QUESTIONS:
a. In the passage on South African reforms, rewrite everything from "Of course, especially" down to "be managed better.", replacing "skepticism" with "doubt".
b. Turn the paragraph of the passage on South African reforms that begins "One of those is the proposed restructuring of Eskom" into a short bulleted list that keeps its main facts.
c. Answer these questions from the passage on South African reforms:
(i) How many charges does Magashule face?
(ii) What share of South Africa's electricity does Eskom provide?
(iii) Under the "step-aside" rule, within how many days must a charged government member leave their post?

QUOTED PASSAGE:
Recent political developments have been strongly positive, including mounting evidence of success for Ramaphosa’s tough stance on corruption. A case in point is the legal and political imbroglio of Ace Magashule, the recently suspended secretary general of the African National Congress (ANC). A powerful figure in South Africa, Magashule effectively shares control over the ANC with Ramaphosa, but according to Bloomberg, he, along with 15 co-accused, now faces 74 charges of corruption, fraud, theft and money laundering.
The charges put Magashule on the wrong side of a hallmark of Ramaphosa’s anti-corruption campaign: the so-called “step-aside” rule, whereby any government member charged with corruption or other serious criminal offences must leave their post within 30 days or risk suspension. Magashule, who denies any wrongdoing, refused to step aside – and Ramaphosa promptly suspended him from his ANC post. This has been widely seen as a victory for Ramaphosa, and it could have significant political ramifications ahead of local government elections later this year. For global investors, it suggests that anti-corruption promises in South Africa actually may have teeth – and their application against such a powerful figure as Magashule could help Ramaphosa solidify control of the government as he embarks on further reforms.
One of those is the proposed restructuring of Eskom, the state-owned utility that provides South Africa with 90% of its electricity. Saddled with declining facilities and in dire need of capital injection, Eskom is a perennial money-loser that has amassed tens of billions of dollars in net debt, and the lack of reliable electrical supply remains a pain point for the South African economy. In 2019, Ramaphosa proposed splitting Eskom’s transmission, generation and distribution units into three separate companies, in part to encourage competition and in part to smooth Eskom’s access to capital markets. The process has been slow and halting, but Eskom – which now has a professional management team – says it is now on track to spin off its transmission unit by the end of 2021, with the generation and distribution businesses to follow in 2022.
Of course, especially in Emerging Markets, promises of reform tend to come and go – and often with little concrete impact. That reality should rightly make investors hesitant to proclaim “it’s different this time,” but healthy skepticism should not be immune to the evidence. Other countries, such as India and Brazil, have managed productive economic reforms in recent years; while there are no guarantees, South Africa might be the next to do so. At the very least, the signs so far suggest that Ramaphosa may be building a foundation to create meaningful change in a country that desperately needs to be managed better.

LISTED ENTRIES:

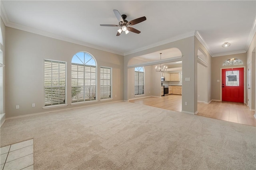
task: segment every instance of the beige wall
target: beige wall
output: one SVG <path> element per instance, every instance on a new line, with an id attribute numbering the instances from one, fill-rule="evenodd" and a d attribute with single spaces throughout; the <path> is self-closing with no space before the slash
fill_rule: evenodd
<path id="1" fill-rule="evenodd" d="M 5 63 L 5 25 L 4 23 L 2 18 L 0 21 L 1 25 L 1 31 L 3 39 L 3 44 L 0 45 L 0 49 L 2 52 L 3 55 L 3 63 L 4 65 Z M 0 81 L 2 81 L 2 87 L 0 88 L 0 113 L 5 113 L 5 67 L 1 67 L 0 69 L 2 69 L 3 75 L 2 80 Z"/>
<path id="2" fill-rule="evenodd" d="M 124 99 L 127 100 L 128 99 L 128 84 L 130 80 L 128 76 L 127 66 L 129 61 L 132 58 L 145 55 L 156 51 L 159 51 L 172 48 L 179 49 L 182 55 L 182 103 L 183 111 L 194 113 L 197 110 L 197 100 L 195 100 L 195 73 L 192 70 L 195 70 L 195 64 L 194 57 L 194 38 L 192 36 L 175 42 L 166 44 L 147 50 L 144 50 L 124 56 Z M 190 81 L 185 81 L 185 78 L 190 78 Z M 161 84 L 156 85 L 154 88 L 159 89 L 160 90 Z M 195 102 L 196 101 L 196 102 Z M 188 105 L 185 106 L 185 102 L 188 102 Z M 195 103 L 196 103 L 196 104 Z"/>
<path id="3" fill-rule="evenodd" d="M 252 110 L 255 109 L 255 106 L 256 106 L 256 101 L 255 100 L 255 96 L 256 96 L 256 90 L 255 90 L 255 84 L 256 84 L 256 58 L 255 55 L 255 51 L 256 49 L 256 34 L 254 34 L 252 41 L 246 52 L 247 65 L 251 62 L 252 64 L 252 75 L 251 75 L 251 100 L 252 106 L 250 109 Z M 246 83 L 246 85 L 248 84 Z M 246 94 L 248 93 L 248 88 L 246 88 Z M 246 96 L 246 103 L 248 102 L 248 96 Z"/>
<path id="4" fill-rule="evenodd" d="M 6 113 L 7 117 L 86 105 L 72 106 L 71 59 L 79 51 L 92 54 L 97 62 L 98 103 L 123 100 L 123 56 L 74 43 L 6 27 Z M 44 60 L 67 62 L 67 104 L 43 109 Z M 100 68 L 112 68 L 113 100 L 100 101 Z M 115 97 L 116 95 L 116 97 Z M 32 107 L 32 104 L 36 107 Z M 95 104 L 95 103 L 94 104 Z M 20 105 L 16 109 L 16 106 Z"/>
<path id="5" fill-rule="evenodd" d="M 204 61 L 202 61 L 201 60 L 199 59 L 197 56 L 198 55 L 198 50 L 200 51 L 203 54 L 204 57 L 202 57 L 202 58 L 204 58 Z M 205 76 L 205 102 L 206 103 L 209 103 L 212 100 L 212 97 L 211 96 L 211 92 L 212 92 L 212 76 L 211 72 L 212 71 L 212 56 L 209 53 L 208 51 L 205 49 L 204 47 L 200 43 L 196 37 L 195 38 L 195 60 L 196 63 L 199 63 L 202 65 L 204 66 L 205 68 L 205 74 L 203 76 Z M 195 75 L 198 75 L 198 70 L 197 70 L 197 64 L 195 67 Z M 195 101 L 197 101 L 198 100 L 200 100 L 200 99 L 198 100 L 198 94 L 202 93 L 202 92 L 199 92 L 199 93 L 197 92 L 198 89 L 198 80 L 196 80 L 196 82 L 197 83 L 196 86 L 196 89 L 197 90 L 195 95 Z"/>
<path id="6" fill-rule="evenodd" d="M 240 59 L 243 61 L 244 64 L 235 65 L 233 67 L 246 66 L 246 55 L 245 53 L 216 57 L 212 57 L 212 100 L 222 100 L 220 94 L 222 88 L 221 69 L 232 67 L 229 66 L 222 66 L 222 64 L 226 60 L 233 58 Z M 245 77 L 244 79 L 246 80 L 246 77 Z M 219 82 L 217 82 L 218 80 L 220 80 Z"/>

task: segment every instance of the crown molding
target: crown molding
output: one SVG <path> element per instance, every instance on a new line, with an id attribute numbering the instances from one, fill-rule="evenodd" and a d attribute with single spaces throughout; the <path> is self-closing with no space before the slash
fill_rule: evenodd
<path id="1" fill-rule="evenodd" d="M 233 55 L 234 54 L 246 53 L 246 51 L 245 50 L 240 50 L 239 51 L 231 51 L 231 52 L 228 52 L 227 53 L 219 53 L 218 54 L 215 54 L 214 55 L 212 55 L 212 57 L 220 57 L 220 56 L 223 56 L 224 55 Z"/>
<path id="2" fill-rule="evenodd" d="M 188 38 L 189 37 L 194 36 L 195 33 L 194 32 L 191 32 L 188 33 L 184 34 L 182 34 L 180 35 L 178 35 L 176 37 L 174 37 L 170 39 L 167 39 L 164 41 L 162 41 L 160 42 L 158 42 L 157 43 L 155 43 L 151 45 L 148 45 L 147 46 L 144 47 L 132 50 L 128 52 L 124 53 L 124 56 L 129 55 L 130 54 L 133 54 L 136 53 L 137 53 L 140 51 L 141 51 L 144 50 L 147 50 L 152 48 L 158 47 L 160 45 L 164 45 L 164 44 L 167 44 L 168 43 L 172 43 L 173 42 L 176 41 L 178 40 L 180 40 L 184 38 Z"/>
<path id="3" fill-rule="evenodd" d="M 246 51 L 247 51 L 249 47 L 250 47 L 250 45 L 252 43 L 252 41 L 253 39 L 253 37 L 255 34 L 255 33 L 256 32 L 256 17 L 255 17 L 255 18 L 254 18 L 254 21 L 253 22 L 253 24 L 252 25 L 252 29 L 251 29 L 251 32 L 250 33 L 250 35 L 249 35 L 249 37 L 248 38 L 248 40 L 247 40 L 247 42 L 246 43 L 246 44 L 245 45 L 245 48 L 244 48 L 244 50 Z"/>
<path id="4" fill-rule="evenodd" d="M 202 37 L 202 36 L 200 35 L 199 32 L 198 31 L 195 31 L 195 36 L 198 40 L 199 42 L 201 43 L 202 45 L 205 48 L 205 49 L 208 51 L 208 53 L 211 55 L 211 56 L 212 56 L 213 55 L 213 53 L 212 52 L 212 51 L 210 49 L 210 48 L 207 45 L 207 44 L 206 43 Z"/>

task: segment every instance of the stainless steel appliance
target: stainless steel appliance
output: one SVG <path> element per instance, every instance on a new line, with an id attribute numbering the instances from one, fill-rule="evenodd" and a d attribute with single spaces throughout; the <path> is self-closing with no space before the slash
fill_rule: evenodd
<path id="1" fill-rule="evenodd" d="M 164 86 L 164 95 L 168 96 L 169 93 L 169 86 Z"/>
<path id="2" fill-rule="evenodd" d="M 165 81 L 165 77 L 161 77 L 161 81 L 164 82 Z"/>

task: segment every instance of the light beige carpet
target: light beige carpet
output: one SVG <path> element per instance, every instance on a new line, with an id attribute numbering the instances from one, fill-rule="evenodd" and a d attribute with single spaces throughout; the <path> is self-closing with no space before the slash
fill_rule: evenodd
<path id="1" fill-rule="evenodd" d="M 35 169 L 256 169 L 256 128 L 122 102 L 8 119 Z"/>

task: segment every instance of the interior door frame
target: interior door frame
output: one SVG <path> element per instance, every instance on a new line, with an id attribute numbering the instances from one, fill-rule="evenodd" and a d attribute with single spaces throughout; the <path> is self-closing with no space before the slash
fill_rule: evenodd
<path id="1" fill-rule="evenodd" d="M 244 104 L 246 104 L 246 69 L 245 66 L 236 66 L 236 67 L 224 67 L 224 68 L 220 68 L 220 101 L 222 101 L 222 70 L 224 69 L 227 69 L 227 68 L 244 68 Z"/>

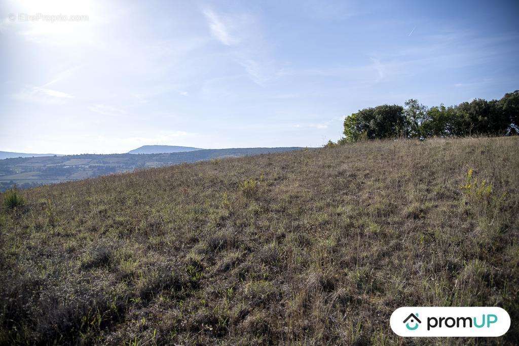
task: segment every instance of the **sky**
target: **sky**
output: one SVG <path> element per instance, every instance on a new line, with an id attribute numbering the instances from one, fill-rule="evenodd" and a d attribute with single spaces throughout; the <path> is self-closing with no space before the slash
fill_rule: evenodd
<path id="1" fill-rule="evenodd" d="M 516 1 L 0 0 L 0 150 L 322 145 L 519 89 Z"/>

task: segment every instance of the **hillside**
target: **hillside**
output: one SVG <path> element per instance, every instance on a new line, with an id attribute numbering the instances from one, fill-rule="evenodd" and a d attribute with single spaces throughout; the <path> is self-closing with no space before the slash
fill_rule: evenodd
<path id="1" fill-rule="evenodd" d="M 0 191 L 80 180 L 135 169 L 298 150 L 301 148 L 234 148 L 155 154 L 83 154 L 0 160 Z"/>
<path id="2" fill-rule="evenodd" d="M 55 154 L 27 154 L 25 153 L 13 153 L 12 151 L 0 151 L 0 160 L 16 157 L 37 157 L 39 156 L 53 156 Z"/>
<path id="3" fill-rule="evenodd" d="M 201 150 L 201 148 L 181 147 L 177 145 L 143 145 L 128 151 L 128 154 L 163 154 L 164 153 L 181 153 Z"/>
<path id="4" fill-rule="evenodd" d="M 518 152 L 373 141 L 23 190 L 0 217 L 0 343 L 435 343 L 392 311 L 495 306 L 504 336 L 448 343 L 516 344 Z"/>

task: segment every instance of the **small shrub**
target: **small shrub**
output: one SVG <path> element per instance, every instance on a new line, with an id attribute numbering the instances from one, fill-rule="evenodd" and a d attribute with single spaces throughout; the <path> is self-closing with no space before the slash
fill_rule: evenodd
<path id="1" fill-rule="evenodd" d="M 325 148 L 334 148 L 335 147 L 336 147 L 339 144 L 338 143 L 336 143 L 335 142 L 330 140 L 330 141 L 328 141 L 327 143 L 326 143 L 323 146 Z"/>
<path id="2" fill-rule="evenodd" d="M 18 194 L 16 188 L 8 190 L 4 195 L 4 206 L 7 209 L 14 209 L 25 203 L 23 198 Z"/>
<path id="3" fill-rule="evenodd" d="M 240 189 L 247 198 L 253 198 L 257 196 L 260 191 L 259 182 L 252 178 L 240 184 Z"/>
<path id="4" fill-rule="evenodd" d="M 461 191 L 468 199 L 488 200 L 492 195 L 492 185 L 485 180 L 478 182 L 477 178 L 473 176 L 473 173 L 472 169 L 469 170 L 465 178 L 465 185 L 461 187 Z"/>

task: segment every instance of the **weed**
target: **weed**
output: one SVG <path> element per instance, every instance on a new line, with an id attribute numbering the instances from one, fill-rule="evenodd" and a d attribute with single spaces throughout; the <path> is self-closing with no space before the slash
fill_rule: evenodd
<path id="1" fill-rule="evenodd" d="M 7 209 L 22 206 L 25 203 L 25 199 L 19 194 L 16 187 L 4 193 L 4 206 Z"/>

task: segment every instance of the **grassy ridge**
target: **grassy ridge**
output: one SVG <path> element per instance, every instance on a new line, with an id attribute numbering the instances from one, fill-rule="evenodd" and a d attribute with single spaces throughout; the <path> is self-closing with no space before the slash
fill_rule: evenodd
<path id="1" fill-rule="evenodd" d="M 518 152 L 375 141 L 23 191 L 0 343 L 435 342 L 392 334 L 406 306 L 502 307 L 505 336 L 449 343 L 517 343 Z"/>

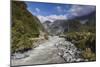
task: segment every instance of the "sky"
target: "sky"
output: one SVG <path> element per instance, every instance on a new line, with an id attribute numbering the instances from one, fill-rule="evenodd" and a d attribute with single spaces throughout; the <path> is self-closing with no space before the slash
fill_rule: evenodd
<path id="1" fill-rule="evenodd" d="M 41 2 L 25 2 L 27 10 L 37 16 L 43 23 L 45 21 L 67 20 L 78 16 L 87 15 L 95 11 L 93 5 L 57 4 Z"/>

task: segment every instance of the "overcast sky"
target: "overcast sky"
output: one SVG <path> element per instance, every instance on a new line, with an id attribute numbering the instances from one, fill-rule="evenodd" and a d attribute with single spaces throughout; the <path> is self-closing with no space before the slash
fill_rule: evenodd
<path id="1" fill-rule="evenodd" d="M 87 15 L 95 11 L 92 5 L 54 4 L 41 2 L 25 2 L 27 9 L 39 18 L 41 22 L 47 20 L 53 22 L 57 19 L 69 19 Z"/>

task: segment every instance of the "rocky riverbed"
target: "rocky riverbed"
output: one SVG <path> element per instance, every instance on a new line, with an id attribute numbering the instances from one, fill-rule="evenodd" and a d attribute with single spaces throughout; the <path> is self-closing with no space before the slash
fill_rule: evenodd
<path id="1" fill-rule="evenodd" d="M 38 47 L 24 53 L 11 56 L 11 65 L 69 63 L 83 61 L 74 44 L 59 36 L 49 36 L 49 39 Z"/>

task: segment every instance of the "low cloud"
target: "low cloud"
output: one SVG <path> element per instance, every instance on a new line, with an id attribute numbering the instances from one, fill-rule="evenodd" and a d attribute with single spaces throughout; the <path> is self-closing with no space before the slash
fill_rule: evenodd
<path id="1" fill-rule="evenodd" d="M 70 16 L 82 16 L 91 13 L 95 10 L 95 6 L 87 6 L 87 5 L 72 5 L 72 7 L 68 10 Z M 68 16 L 69 16 L 68 15 Z"/>
<path id="2" fill-rule="evenodd" d="M 51 21 L 51 22 L 54 22 L 55 20 L 66 20 L 67 17 L 66 15 L 49 15 L 49 16 L 41 16 L 41 15 L 38 15 L 37 16 L 39 18 L 39 20 L 43 23 L 45 21 Z"/>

RESPONSES IN ORDER:
a.
Of course, especially in Emerging Markets, promises of reform tend to come and go – and often with little concrete impact. That reality should rightly make investors hesitant to proclaim “it’s different this time,” but healthy doubt should not be immune to the evidence. Other countries, such as India and Brazil, have managed productive economic reforms in recent years; while there are no guarantees, South Africa might be the next to do so. At the very least, the signs so far suggest that Ramaphosa may be building a foundation to create meaningful change in a country that desperately needs to be managed better.

b.
- Eskom is the state-owned utility that supplies 90% of South Africa's electricity.
- It has declining facilities, badly needs capital, loses money year after year, and has built up tens of billions of dollars in net debt.
- Unreliable electricity supply remains a pain point for the South African economy.
- In 2019, Ramaphosa proposed splitting Eskom's transmission, generation and distribution units into three separate companies. The aims were to encourage competition and to ease Eskom's access to capital markets.
- Progress has been slow and halting. Eskom, now under a professional management team, says it is on track to spin off transmission by the end of 2021, with generation and distribution following in 2022.

c.
(i) 74 charges.
(ii) 90%.
(iii) Within 30 days.